STATED TASK -
From the items below, collect every line that contains the string "green".

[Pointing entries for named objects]

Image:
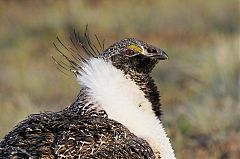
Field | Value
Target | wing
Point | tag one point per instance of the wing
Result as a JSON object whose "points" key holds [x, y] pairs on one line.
{"points": [[52, 135]]}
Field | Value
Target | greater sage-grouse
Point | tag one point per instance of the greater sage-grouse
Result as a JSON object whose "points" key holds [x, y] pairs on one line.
{"points": [[116, 114]]}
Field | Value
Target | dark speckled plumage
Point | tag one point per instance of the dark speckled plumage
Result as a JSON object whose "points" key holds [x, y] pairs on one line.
{"points": [[55, 135], [81, 131]]}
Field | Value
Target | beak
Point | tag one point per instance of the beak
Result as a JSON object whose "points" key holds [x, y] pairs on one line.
{"points": [[159, 55]]}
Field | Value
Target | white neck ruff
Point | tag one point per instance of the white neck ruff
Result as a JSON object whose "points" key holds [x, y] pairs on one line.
{"points": [[120, 98]]}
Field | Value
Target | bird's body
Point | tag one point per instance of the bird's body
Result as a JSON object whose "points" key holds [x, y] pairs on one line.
{"points": [[116, 114]]}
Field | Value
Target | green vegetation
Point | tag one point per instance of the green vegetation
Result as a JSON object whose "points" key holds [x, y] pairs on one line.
{"points": [[199, 84]]}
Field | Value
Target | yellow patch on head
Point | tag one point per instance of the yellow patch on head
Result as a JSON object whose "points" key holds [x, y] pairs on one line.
{"points": [[135, 48]]}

RESULT FOR THIS TASK -
Target | green vegetation
Point | tag one point per instance of the green vegetation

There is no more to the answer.